Task details
Reproduce verbatim the stretch of rows below from the line containing "Would you mind tagging the red" through the final row, including both ends.
* Begin Extracted material *
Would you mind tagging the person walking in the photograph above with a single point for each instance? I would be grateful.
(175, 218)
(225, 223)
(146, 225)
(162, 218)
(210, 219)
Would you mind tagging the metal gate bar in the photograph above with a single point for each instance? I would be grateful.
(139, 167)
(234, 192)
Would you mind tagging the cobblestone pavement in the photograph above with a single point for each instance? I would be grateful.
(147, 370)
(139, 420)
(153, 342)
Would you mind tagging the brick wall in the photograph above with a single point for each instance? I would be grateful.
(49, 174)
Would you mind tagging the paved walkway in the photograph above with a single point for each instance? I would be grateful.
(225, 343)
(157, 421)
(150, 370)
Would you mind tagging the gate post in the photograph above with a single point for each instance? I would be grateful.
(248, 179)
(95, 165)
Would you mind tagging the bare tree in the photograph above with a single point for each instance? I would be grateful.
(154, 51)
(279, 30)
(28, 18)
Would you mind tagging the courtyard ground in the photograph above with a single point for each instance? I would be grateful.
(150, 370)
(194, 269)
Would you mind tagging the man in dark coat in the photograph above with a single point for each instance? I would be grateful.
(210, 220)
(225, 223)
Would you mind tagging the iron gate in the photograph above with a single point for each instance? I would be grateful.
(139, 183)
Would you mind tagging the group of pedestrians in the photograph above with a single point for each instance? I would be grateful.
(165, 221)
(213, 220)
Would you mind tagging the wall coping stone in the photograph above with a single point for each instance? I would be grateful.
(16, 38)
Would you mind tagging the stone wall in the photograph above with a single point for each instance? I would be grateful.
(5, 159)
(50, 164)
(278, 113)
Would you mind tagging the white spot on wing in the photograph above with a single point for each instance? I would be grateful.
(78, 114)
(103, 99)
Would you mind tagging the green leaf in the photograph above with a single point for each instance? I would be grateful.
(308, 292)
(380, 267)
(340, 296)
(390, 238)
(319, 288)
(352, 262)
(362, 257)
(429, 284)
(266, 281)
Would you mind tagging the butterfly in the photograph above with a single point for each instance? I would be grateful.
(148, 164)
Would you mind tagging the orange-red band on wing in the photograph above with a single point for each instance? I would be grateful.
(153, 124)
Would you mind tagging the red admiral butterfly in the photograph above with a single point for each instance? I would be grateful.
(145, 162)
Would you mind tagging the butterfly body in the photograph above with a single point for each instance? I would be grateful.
* End Extracted material *
Exercise output
Would you mind tagging the red admiral butterfly in the photograph above with a single point for each instance? I would be grateful.
(145, 162)
Would you mind tagging the butterfly body in the photograph above with a single point for each instance? I would be grateful.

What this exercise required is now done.